[Given problem]
Reproduce the material below line for line, with no changes of any kind.

[Entries taken from a collection]
● ● ●

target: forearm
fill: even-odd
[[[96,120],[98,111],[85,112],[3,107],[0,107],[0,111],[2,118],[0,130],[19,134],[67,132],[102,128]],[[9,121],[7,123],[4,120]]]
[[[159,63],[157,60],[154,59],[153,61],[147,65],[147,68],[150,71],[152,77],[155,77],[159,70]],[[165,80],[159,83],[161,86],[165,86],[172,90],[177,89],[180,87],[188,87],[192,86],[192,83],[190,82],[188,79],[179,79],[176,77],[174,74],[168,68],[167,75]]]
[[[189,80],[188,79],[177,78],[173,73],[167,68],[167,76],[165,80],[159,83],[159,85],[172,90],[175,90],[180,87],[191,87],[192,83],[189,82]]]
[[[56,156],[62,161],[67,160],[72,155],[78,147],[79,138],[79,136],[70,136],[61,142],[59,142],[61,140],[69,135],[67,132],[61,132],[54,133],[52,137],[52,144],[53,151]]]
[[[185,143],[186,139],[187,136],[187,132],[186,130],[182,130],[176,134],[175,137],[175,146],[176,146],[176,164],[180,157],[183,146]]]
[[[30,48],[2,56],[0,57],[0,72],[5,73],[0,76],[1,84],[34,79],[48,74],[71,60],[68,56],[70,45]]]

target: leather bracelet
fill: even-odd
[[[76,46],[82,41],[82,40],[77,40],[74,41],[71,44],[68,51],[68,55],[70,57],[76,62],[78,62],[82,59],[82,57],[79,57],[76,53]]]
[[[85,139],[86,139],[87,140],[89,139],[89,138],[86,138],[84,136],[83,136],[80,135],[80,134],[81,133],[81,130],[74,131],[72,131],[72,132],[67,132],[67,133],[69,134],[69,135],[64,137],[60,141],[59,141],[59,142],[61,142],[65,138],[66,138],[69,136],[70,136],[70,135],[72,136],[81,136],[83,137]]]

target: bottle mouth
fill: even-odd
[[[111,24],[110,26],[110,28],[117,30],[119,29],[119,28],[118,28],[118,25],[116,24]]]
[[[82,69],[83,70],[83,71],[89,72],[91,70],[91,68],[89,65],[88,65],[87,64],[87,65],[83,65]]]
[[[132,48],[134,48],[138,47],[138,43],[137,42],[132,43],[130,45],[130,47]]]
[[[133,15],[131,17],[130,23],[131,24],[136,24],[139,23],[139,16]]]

● ● ●

[Completed exercise]
target: forearm
fill: even-odd
[[[96,120],[98,111],[85,112],[3,107],[0,107],[0,111],[2,118],[0,130],[19,134],[67,132],[102,128]],[[9,121],[7,123],[4,120]]]
[[[159,63],[157,60],[154,59],[153,61],[147,65],[147,68],[150,71],[152,77],[155,77],[159,70]],[[165,80],[159,83],[161,86],[165,86],[172,90],[177,89],[180,87],[188,87],[192,86],[192,83],[190,82],[188,79],[179,79],[176,77],[174,74],[168,68],[167,75]]]
[[[189,80],[188,79],[177,78],[173,73],[167,68],[167,76],[165,80],[159,83],[159,85],[172,90],[175,90],[180,87],[191,87],[192,83],[189,82]]]
[[[56,156],[62,161],[67,160],[72,155],[78,147],[79,138],[79,136],[70,136],[61,142],[59,142],[61,140],[69,135],[67,132],[61,132],[54,133],[52,137],[52,144],[53,151]]]
[[[185,143],[186,139],[187,136],[187,132],[186,130],[182,130],[176,134],[175,137],[175,146],[176,146],[176,164],[180,157],[183,146]]]
[[[30,48],[2,56],[0,57],[0,72],[5,73],[0,76],[1,84],[34,79],[48,74],[71,60],[68,56],[70,45]]]

target: leather bracelet
fill: even-odd
[[[76,46],[82,41],[82,40],[77,40],[74,41],[71,44],[68,51],[68,55],[70,57],[76,62],[78,62],[82,59],[82,57],[79,57],[76,53]]]
[[[85,139],[86,139],[87,140],[89,139],[89,138],[86,138],[84,136],[83,136],[80,135],[80,134],[81,133],[81,130],[74,131],[72,131],[72,132],[67,132],[67,133],[69,134],[69,135],[64,137],[60,141],[59,141],[59,142],[61,142],[65,138],[66,138],[69,136],[70,136],[70,135],[72,136],[81,136],[83,137]]]

target: bottle mouth
fill: even-odd
[[[111,24],[110,26],[110,28],[117,30],[119,29],[119,28],[118,28],[118,25],[116,24]]]
[[[82,69],[83,70],[83,71],[89,72],[91,70],[91,68],[89,65],[88,65],[87,64],[87,65],[83,65]]]
[[[132,48],[134,48],[138,47],[138,43],[137,42],[132,43],[130,45],[130,47]]]
[[[133,15],[131,17],[130,23],[131,24],[136,24],[139,23],[139,16]]]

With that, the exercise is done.